- **Text passage**:
────────────────────
I'm sure they would have made it as slim as the battery and circuitry technology allowed them to do so at that time.

If you think they made it bulky by choice, and then Apple came in and "innovated" by making their own pad thinner, I don't know what to tell you.


If you don't think Apple innovates on 'thin' designs, I don't know what to tell you. And if a tablet came out that looked like the iPad before the iPad, I don't think we would see the iPad as it is today, and everyone would be copying what ever design Apple did do.


They are welcome to get a regular patent covering their new approaches to implementing thin hardware (e.g. new battery technology or whatever).

Getting on a monopoly on (or due to) the design trait "thin", however, is not acceptable, even if it were the case that Apple came up with the idea of thin devices, which is obviously not so.
────────────────────
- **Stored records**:

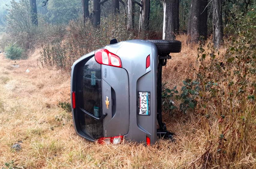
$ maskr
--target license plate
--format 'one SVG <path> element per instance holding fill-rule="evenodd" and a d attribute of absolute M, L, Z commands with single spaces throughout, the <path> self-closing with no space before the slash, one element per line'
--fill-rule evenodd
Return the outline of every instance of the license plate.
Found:
<path fill-rule="evenodd" d="M 150 114 L 150 93 L 138 92 L 138 111 L 139 115 Z"/>

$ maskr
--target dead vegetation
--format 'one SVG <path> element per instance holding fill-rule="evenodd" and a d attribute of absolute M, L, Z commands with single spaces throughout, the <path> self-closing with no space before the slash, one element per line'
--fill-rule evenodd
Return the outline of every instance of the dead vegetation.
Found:
<path fill-rule="evenodd" d="M 182 80 L 196 76 L 199 46 L 186 45 L 185 36 L 178 38 L 182 42 L 182 52 L 172 55 L 163 75 L 170 86 L 176 84 L 179 89 Z M 174 142 L 160 140 L 150 146 L 127 142 L 102 145 L 76 135 L 71 112 L 59 106 L 60 103 L 70 101 L 70 76 L 60 70 L 38 64 L 39 56 L 37 50 L 27 60 L 15 63 L 0 54 L 0 80 L 4 79 L 0 81 L 1 166 L 5 167 L 4 164 L 7 162 L 14 167 L 26 169 L 221 168 L 218 152 L 221 140 L 219 119 L 213 117 L 207 121 L 203 115 L 193 112 L 165 115 L 167 129 L 176 134 Z M 28 69 L 29 72 L 26 72 Z M 243 145 L 244 149 L 240 157 L 234 154 L 237 160 L 223 155 L 227 158 L 223 168 L 256 168 L 256 121 L 255 112 L 251 113 L 246 133 L 250 141 Z M 238 153 L 237 149 L 231 152 L 230 149 L 241 138 L 236 136 L 240 133 L 236 127 L 230 132 L 230 124 L 240 126 L 237 123 L 233 125 L 230 121 L 223 129 L 229 135 L 225 145 L 230 151 L 229 156 Z M 237 139 L 229 139 L 234 138 Z M 16 152 L 11 148 L 20 141 L 21 150 Z"/>

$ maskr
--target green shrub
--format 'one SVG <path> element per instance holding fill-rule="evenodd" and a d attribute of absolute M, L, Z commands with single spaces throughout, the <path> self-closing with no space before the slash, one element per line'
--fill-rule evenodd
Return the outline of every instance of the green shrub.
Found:
<path fill-rule="evenodd" d="M 22 59 L 23 50 L 20 47 L 13 45 L 5 48 L 5 57 L 11 60 Z"/>

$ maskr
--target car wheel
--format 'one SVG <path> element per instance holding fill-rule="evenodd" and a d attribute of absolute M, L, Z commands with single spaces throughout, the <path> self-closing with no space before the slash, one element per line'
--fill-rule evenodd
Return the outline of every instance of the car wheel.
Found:
<path fill-rule="evenodd" d="M 181 42 L 175 40 L 149 40 L 157 46 L 159 54 L 178 53 L 181 51 Z"/>

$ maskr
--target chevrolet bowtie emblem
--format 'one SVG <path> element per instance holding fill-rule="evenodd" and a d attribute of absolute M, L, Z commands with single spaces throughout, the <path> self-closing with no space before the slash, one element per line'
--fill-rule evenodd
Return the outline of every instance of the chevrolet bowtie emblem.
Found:
<path fill-rule="evenodd" d="M 109 97 L 107 96 L 106 97 L 107 98 L 107 100 L 105 101 L 106 105 L 107 106 L 107 109 L 109 109 Z"/>

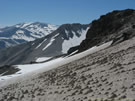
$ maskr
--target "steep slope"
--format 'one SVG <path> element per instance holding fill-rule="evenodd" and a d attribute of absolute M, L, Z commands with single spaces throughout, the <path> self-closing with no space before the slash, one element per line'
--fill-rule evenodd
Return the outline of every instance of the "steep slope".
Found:
<path fill-rule="evenodd" d="M 0 29 L 0 49 L 44 37 L 59 26 L 40 22 L 21 23 Z"/>
<path fill-rule="evenodd" d="M 94 20 L 82 41 L 79 51 L 92 46 L 115 40 L 114 44 L 135 36 L 135 10 L 113 11 Z"/>
<path fill-rule="evenodd" d="M 65 54 L 70 47 L 79 45 L 85 39 L 88 28 L 88 25 L 64 24 L 46 37 L 2 49 L 0 65 L 30 63 L 39 57 Z"/>
<path fill-rule="evenodd" d="M 135 37 L 0 88 L 9 101 L 134 101 Z"/>

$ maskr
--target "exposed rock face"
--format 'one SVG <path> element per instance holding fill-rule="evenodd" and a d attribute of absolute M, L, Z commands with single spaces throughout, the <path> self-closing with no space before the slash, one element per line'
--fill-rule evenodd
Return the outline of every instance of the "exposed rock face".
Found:
<path fill-rule="evenodd" d="M 103 15 L 100 19 L 92 22 L 86 39 L 80 44 L 79 51 L 84 51 L 109 40 L 115 40 L 115 43 L 119 43 L 133 37 L 135 35 L 134 26 L 135 10 L 113 11 Z"/>
<path fill-rule="evenodd" d="M 134 101 L 134 52 L 135 37 L 0 87 L 0 101 Z"/>
<path fill-rule="evenodd" d="M 63 24 L 35 41 L 0 50 L 0 66 L 31 63 L 39 57 L 55 57 L 85 39 L 88 24 Z"/>

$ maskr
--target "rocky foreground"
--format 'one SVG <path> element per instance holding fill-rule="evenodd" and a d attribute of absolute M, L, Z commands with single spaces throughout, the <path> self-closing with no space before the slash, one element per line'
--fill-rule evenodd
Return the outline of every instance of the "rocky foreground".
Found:
<path fill-rule="evenodd" d="M 3 85 L 0 101 L 135 101 L 135 38 Z"/>

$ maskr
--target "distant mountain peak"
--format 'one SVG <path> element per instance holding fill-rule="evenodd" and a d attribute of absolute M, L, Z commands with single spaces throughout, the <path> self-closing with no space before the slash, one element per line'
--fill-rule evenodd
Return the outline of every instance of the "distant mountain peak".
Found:
<path fill-rule="evenodd" d="M 59 26 L 41 22 L 19 23 L 0 29 L 0 48 L 15 46 L 20 43 L 42 38 Z"/>

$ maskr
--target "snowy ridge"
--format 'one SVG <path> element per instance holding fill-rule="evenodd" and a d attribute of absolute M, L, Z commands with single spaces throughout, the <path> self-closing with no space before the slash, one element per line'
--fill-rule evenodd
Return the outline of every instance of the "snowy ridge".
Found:
<path fill-rule="evenodd" d="M 0 48 L 15 46 L 24 42 L 34 41 L 37 38 L 42 38 L 53 31 L 59 26 L 34 22 L 34 23 L 21 23 L 10 27 L 0 29 Z"/>
<path fill-rule="evenodd" d="M 85 39 L 86 33 L 88 31 L 90 27 L 88 27 L 86 30 L 81 29 L 80 31 L 78 31 L 79 33 L 79 37 L 76 36 L 76 33 L 74 31 L 72 31 L 73 33 L 73 38 L 69 38 L 69 40 L 64 40 L 63 44 L 62 44 L 62 52 L 63 53 L 67 53 L 68 49 L 77 45 L 80 45 L 80 43 L 82 42 L 82 40 Z M 68 31 L 65 30 L 67 36 L 68 36 Z"/>
<path fill-rule="evenodd" d="M 54 60 L 51 60 L 49 62 L 45 62 L 45 63 L 38 63 L 38 64 L 27 64 L 27 65 L 16 65 L 15 67 L 16 68 L 19 68 L 20 71 L 17 72 L 16 74 L 13 74 L 13 75 L 7 75 L 7 76 L 1 76 L 0 77 L 0 83 L 3 82 L 3 80 L 8 80 L 8 79 L 11 79 L 11 78 L 14 78 L 14 77 L 18 77 L 20 75 L 31 75 L 31 74 L 35 74 L 35 72 L 37 72 L 36 74 L 38 73 L 41 73 L 41 72 L 45 72 L 45 71 L 48 71 L 50 69 L 53 69 L 53 68 L 56 68 L 58 66 L 61 66 L 61 65 L 64 65 L 64 64 L 67 64 L 67 63 L 70 63 L 72 61 L 75 61 L 77 59 L 80 59 L 82 57 L 85 57 L 87 56 L 88 54 L 92 54 L 94 52 L 97 52 L 99 50 L 102 50 L 104 48 L 107 48 L 111 45 L 112 41 L 108 42 L 108 43 L 105 43 L 101 46 L 95 46 L 85 52 L 82 52 L 82 53 L 79 53 L 79 54 L 76 54 L 74 56 L 71 56 L 71 57 L 65 57 L 65 58 L 57 58 L 57 59 L 54 59 Z M 36 61 L 37 62 L 42 62 L 43 60 L 48 60 L 50 58 L 38 58 Z M 59 64 L 59 65 L 58 65 Z M 27 68 L 27 69 L 26 69 Z M 34 73 L 33 73 L 34 72 Z M 30 73 L 30 74 L 29 74 Z"/>

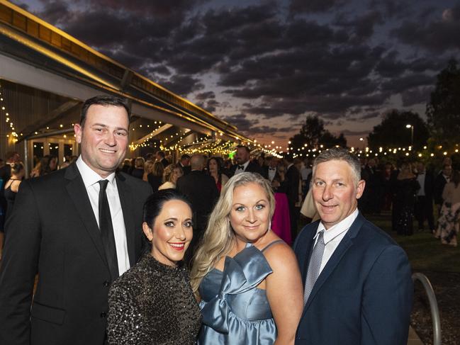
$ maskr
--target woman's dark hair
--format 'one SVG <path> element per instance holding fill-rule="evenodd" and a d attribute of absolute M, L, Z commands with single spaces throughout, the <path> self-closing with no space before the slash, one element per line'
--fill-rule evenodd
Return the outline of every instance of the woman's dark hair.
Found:
<path fill-rule="evenodd" d="M 163 205 L 167 201 L 172 200 L 179 200 L 186 203 L 191 210 L 192 209 L 191 203 L 177 189 L 163 189 L 154 193 L 148 197 L 145 203 L 144 203 L 144 213 L 142 220 L 145 222 L 150 228 L 153 229 L 153 224 L 155 218 L 162 212 Z"/>
<path fill-rule="evenodd" d="M 455 188 L 459 186 L 459 183 L 460 183 L 460 171 L 458 170 L 454 170 L 452 173 L 452 182 L 454 182 Z"/>
<path fill-rule="evenodd" d="M 24 170 L 24 164 L 23 164 L 22 162 L 18 162 L 11 165 L 11 174 L 14 174 L 17 175 L 23 170 Z"/>

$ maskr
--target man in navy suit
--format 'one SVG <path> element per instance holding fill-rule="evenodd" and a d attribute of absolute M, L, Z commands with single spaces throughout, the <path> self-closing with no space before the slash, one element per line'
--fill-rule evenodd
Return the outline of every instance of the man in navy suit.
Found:
<path fill-rule="evenodd" d="M 294 244 L 305 288 L 296 345 L 407 344 L 410 266 L 404 251 L 358 211 L 360 170 L 344 149 L 323 151 L 313 164 L 321 219 Z"/>

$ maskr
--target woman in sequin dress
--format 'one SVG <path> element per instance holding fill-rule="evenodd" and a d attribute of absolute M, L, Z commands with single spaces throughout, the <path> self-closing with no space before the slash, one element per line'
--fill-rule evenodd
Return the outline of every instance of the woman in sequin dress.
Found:
<path fill-rule="evenodd" d="M 294 344 L 302 282 L 292 249 L 271 230 L 274 209 L 258 174 L 239 174 L 223 188 L 191 273 L 200 345 Z"/>
<path fill-rule="evenodd" d="M 191 207 L 176 190 L 159 191 L 144 205 L 152 247 L 108 293 L 111 345 L 193 344 L 201 325 L 184 254 L 193 237 Z"/>

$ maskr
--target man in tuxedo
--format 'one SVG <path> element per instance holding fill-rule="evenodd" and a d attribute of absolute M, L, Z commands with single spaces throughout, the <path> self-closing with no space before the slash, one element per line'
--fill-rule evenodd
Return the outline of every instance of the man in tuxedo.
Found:
<path fill-rule="evenodd" d="M 262 176 L 264 176 L 264 179 L 267 179 L 270 181 L 270 183 L 273 182 L 273 180 L 275 178 L 279 179 L 279 176 L 278 175 L 278 172 L 276 171 L 276 166 L 278 166 L 278 160 L 276 158 L 269 156 L 267 157 L 265 160 L 268 163 L 267 165 L 264 165 L 262 166 Z"/>
<path fill-rule="evenodd" d="M 428 171 L 422 162 L 417 163 L 417 181 L 420 188 L 417 192 L 415 203 L 415 218 L 418 221 L 418 230 L 423 230 L 423 222 L 427 218 L 428 227 L 432 232 L 434 232 L 434 220 L 433 218 L 433 191 L 434 178 Z"/>
<path fill-rule="evenodd" d="M 254 162 L 251 162 L 251 152 L 247 146 L 238 145 L 235 154 L 237 164 L 232 166 L 230 174 L 232 176 L 242 172 L 257 172 L 262 174 L 262 167 Z"/>
<path fill-rule="evenodd" d="M 434 198 L 434 203 L 437 206 L 438 214 L 441 213 L 441 208 L 444 203 L 442 198 L 442 192 L 447 182 L 450 182 L 451 176 L 452 176 L 452 166 L 446 164 L 442 166 L 442 170 L 434 179 L 434 189 L 433 191 L 433 197 Z"/>
<path fill-rule="evenodd" d="M 291 233 L 292 239 L 297 236 L 297 221 L 300 217 L 302 189 L 301 185 L 301 161 L 291 157 L 285 158 L 288 163 L 286 178 L 283 188 L 288 197 L 289 204 L 289 219 L 291 220 Z"/>
<path fill-rule="evenodd" d="M 185 260 L 189 262 L 203 232 L 208 225 L 208 216 L 211 214 L 217 199 L 219 191 L 214 179 L 205 174 L 205 158 L 201 154 L 193 154 L 190 159 L 191 171 L 177 180 L 177 189 L 185 194 L 193 208 L 193 238 L 186 253 Z"/>
<path fill-rule="evenodd" d="M 184 175 L 186 175 L 191 171 L 191 167 L 190 166 L 190 156 L 188 154 L 184 154 L 181 156 L 179 164 L 182 167 L 182 172 L 184 172 Z"/>
<path fill-rule="evenodd" d="M 357 210 L 365 182 L 346 149 L 315 160 L 312 193 L 320 220 L 294 251 L 304 282 L 296 345 L 407 344 L 413 284 L 404 251 Z"/>
<path fill-rule="evenodd" d="M 0 268 L 0 344 L 106 341 L 108 289 L 141 254 L 142 206 L 152 192 L 115 173 L 129 115 L 118 97 L 87 100 L 74 125 L 77 162 L 21 184 Z"/>
<path fill-rule="evenodd" d="M 164 152 L 162 151 L 157 151 L 155 154 L 155 157 L 157 158 L 157 161 L 160 162 L 164 168 L 169 165 L 169 162 L 164 157 Z"/>

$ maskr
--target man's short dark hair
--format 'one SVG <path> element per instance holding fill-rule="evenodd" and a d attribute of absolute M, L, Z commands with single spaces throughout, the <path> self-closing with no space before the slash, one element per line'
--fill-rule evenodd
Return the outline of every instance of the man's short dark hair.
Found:
<path fill-rule="evenodd" d="M 91 106 L 113 106 L 123 107 L 128 113 L 128 120 L 131 117 L 131 110 L 130 109 L 128 102 L 125 99 L 116 96 L 99 95 L 91 98 L 86 99 L 82 106 L 82 115 L 80 116 L 80 125 L 83 127 L 86 120 L 86 113 L 88 109 Z"/>
<path fill-rule="evenodd" d="M 249 148 L 247 146 L 238 145 L 238 146 L 237 146 L 237 149 L 245 149 L 247 153 L 249 153 L 249 154 L 251 153 L 251 151 L 249 150 Z"/>

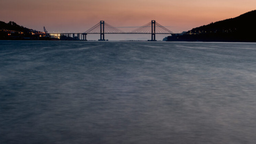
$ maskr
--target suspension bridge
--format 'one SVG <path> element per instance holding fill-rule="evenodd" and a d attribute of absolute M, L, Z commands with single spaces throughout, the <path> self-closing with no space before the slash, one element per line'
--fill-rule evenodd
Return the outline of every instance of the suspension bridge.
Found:
<path fill-rule="evenodd" d="M 151 22 L 139 27 L 129 32 L 126 32 L 118 29 L 117 27 L 105 22 L 104 21 L 100 21 L 95 26 L 88 29 L 83 33 L 52 33 L 51 35 L 64 36 L 67 37 L 76 38 L 79 40 L 87 41 L 86 36 L 87 34 L 100 34 L 99 41 L 106 41 L 105 34 L 151 34 L 151 41 L 156 41 L 156 34 L 169 34 L 172 35 L 174 33 L 165 27 L 161 26 L 155 20 L 151 20 Z"/>

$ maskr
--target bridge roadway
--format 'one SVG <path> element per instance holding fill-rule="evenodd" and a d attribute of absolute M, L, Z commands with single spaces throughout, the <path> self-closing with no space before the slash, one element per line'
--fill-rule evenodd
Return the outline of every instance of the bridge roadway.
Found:
<path fill-rule="evenodd" d="M 105 33 L 105 34 L 151 34 L 151 33 Z M 100 33 L 51 33 L 50 35 L 55 37 L 54 36 L 59 36 L 60 35 L 60 36 L 66 36 L 67 37 L 67 38 L 71 38 L 72 39 L 74 38 L 77 38 L 77 40 L 80 40 L 80 41 L 87 41 L 86 39 L 86 36 L 87 34 L 100 34 Z M 160 34 L 160 35 L 174 35 L 174 34 L 181 34 L 180 33 L 157 33 L 156 34 Z"/>
<path fill-rule="evenodd" d="M 105 27 L 105 25 L 106 27 Z M 157 29 L 156 29 L 156 26 L 157 27 Z M 158 31 L 157 31 L 157 30 L 158 30 Z M 170 30 L 161 26 L 155 20 L 151 20 L 150 22 L 139 27 L 133 31 L 131 31 L 131 32 L 124 31 L 105 22 L 104 21 L 100 21 L 100 22 L 96 25 L 83 33 L 63 33 L 51 34 L 52 36 L 64 36 L 67 37 L 68 39 L 71 38 L 73 39 L 77 39 L 77 40 L 82 41 L 87 41 L 86 35 L 87 34 L 100 34 L 100 39 L 99 39 L 99 41 L 106 41 L 105 34 L 151 34 L 151 41 L 155 41 L 156 34 L 173 35 L 176 34 L 172 33 Z"/>

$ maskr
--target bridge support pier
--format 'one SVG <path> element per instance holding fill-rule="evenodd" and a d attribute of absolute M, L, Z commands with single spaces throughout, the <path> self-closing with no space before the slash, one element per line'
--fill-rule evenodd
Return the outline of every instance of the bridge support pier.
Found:
<path fill-rule="evenodd" d="M 82 34 L 82 35 L 83 35 L 83 41 L 87 41 L 87 39 L 86 39 L 87 34 L 83 33 L 83 34 Z"/>
<path fill-rule="evenodd" d="M 156 41 L 156 21 L 151 20 L 151 41 Z"/>
<path fill-rule="evenodd" d="M 104 21 L 100 21 L 100 39 L 99 41 L 106 41 L 104 33 L 105 24 Z"/>

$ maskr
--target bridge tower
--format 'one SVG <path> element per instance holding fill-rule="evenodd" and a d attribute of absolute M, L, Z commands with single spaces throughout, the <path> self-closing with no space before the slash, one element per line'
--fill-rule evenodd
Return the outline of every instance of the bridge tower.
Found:
<path fill-rule="evenodd" d="M 100 39 L 99 41 L 106 41 L 104 33 L 105 25 L 105 21 L 100 21 Z"/>
<path fill-rule="evenodd" d="M 151 21 L 151 41 L 156 41 L 156 21 Z"/>

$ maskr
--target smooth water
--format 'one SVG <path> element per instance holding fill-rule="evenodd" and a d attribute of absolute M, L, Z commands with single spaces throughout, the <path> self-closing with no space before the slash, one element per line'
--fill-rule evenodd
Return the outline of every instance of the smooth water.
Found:
<path fill-rule="evenodd" d="M 256 43 L 0 41 L 0 143 L 256 143 Z"/>

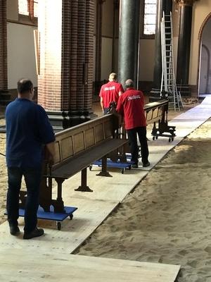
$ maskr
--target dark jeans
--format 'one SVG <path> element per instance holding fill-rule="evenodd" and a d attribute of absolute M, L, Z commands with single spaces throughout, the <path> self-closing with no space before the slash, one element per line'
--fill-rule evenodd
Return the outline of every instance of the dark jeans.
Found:
<path fill-rule="evenodd" d="M 109 110 L 109 108 L 104 108 L 103 109 L 103 114 L 106 114 Z"/>
<path fill-rule="evenodd" d="M 141 160 L 143 164 L 147 164 L 148 160 L 148 149 L 146 138 L 146 128 L 139 127 L 132 129 L 129 129 L 127 135 L 130 146 L 130 151 L 132 154 L 132 161 L 135 161 L 136 164 L 139 162 L 139 147 L 137 142 L 137 134 L 139 136 L 141 145 Z"/>
<path fill-rule="evenodd" d="M 25 207 L 25 232 L 30 233 L 37 226 L 41 168 L 8 168 L 8 192 L 6 209 L 10 225 L 18 226 L 19 216 L 19 192 L 23 176 L 27 187 L 27 197 Z"/>

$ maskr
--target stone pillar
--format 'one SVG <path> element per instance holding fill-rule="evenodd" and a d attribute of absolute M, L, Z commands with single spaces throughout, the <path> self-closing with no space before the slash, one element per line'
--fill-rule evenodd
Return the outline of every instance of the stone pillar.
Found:
<path fill-rule="evenodd" d="M 120 0 L 118 80 L 131 78 L 136 85 L 139 44 L 140 0 Z"/>
<path fill-rule="evenodd" d="M 56 129 L 92 114 L 94 0 L 39 2 L 38 102 Z"/>
<path fill-rule="evenodd" d="M 161 34 L 160 22 L 163 11 L 165 15 L 170 15 L 172 11 L 172 0 L 158 0 L 157 4 L 157 20 L 155 35 L 155 65 L 153 75 L 153 93 L 156 99 L 159 99 L 162 78 L 162 54 L 161 54 Z"/>
<path fill-rule="evenodd" d="M 115 45 L 116 38 L 119 27 L 119 11 L 120 11 L 120 0 L 113 1 L 113 42 L 112 42 L 112 65 L 111 69 L 115 71 Z"/>
<path fill-rule="evenodd" d="M 0 0 L 0 91 L 8 90 L 6 0 Z"/>
<path fill-rule="evenodd" d="M 196 0 L 176 0 L 179 11 L 177 83 L 183 94 L 185 92 L 188 94 L 192 10 L 194 1 Z"/>

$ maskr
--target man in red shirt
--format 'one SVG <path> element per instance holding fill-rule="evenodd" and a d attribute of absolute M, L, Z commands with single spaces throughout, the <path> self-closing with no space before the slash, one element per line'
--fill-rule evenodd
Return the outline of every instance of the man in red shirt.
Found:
────────────────────
- **Exercise set**:
a – According to the discussion about thin device design, what does it give as an example of a new approach to implementing thin hardware?
b – List every sentence in the discussion about thin device design that contains the word "Apple," quoting each one in full.
c – Transcribe the passage from the discussion about thin device design starting with "If you think" and going on through "obviously not so.".

- **Results of the tasks**:
a – New battery technology.

b –
- If you think they made it bulky by choice, and then Apple came in and "innovated" by making their own pad thinner, I don't know what to tell you.
- If you don't think Apple innovates on 'thin' designs, I don't know what to tell you.
- And if a tablet came out that looked like the iPad before the iPad, I don't think we would see the iPad as it is today, and everyone would be copying what ever design Apple did do.
- Getting on a monopoly on (or due to) the design trait "thin", however, is not acceptable, even if it were the case that Apple came up with the idea of thin devices, which is obviously not so.

c –
If you think they made it bulky by choice, and then Apple came in and "innovated" by making their own pad thinner, I don't know what to tell you.


If you don't think Apple innovates on 'thin' designs, I don't know what to tell you. And if a tablet came out that looked like the iPad before the iPad, I don't think we would see the iPad as it is today, and everyone would be copying what ever design Apple did do.


They are welcome to get a regular patent covering their new approaches to implementing thin hardware (e.g. new battery technology or whatever).

Getting on a monopoly on (or due to) the design trait "thin", however, is not acceptable, even if it were the case that Apple came up with the idea of thin devices, which is obviously not so.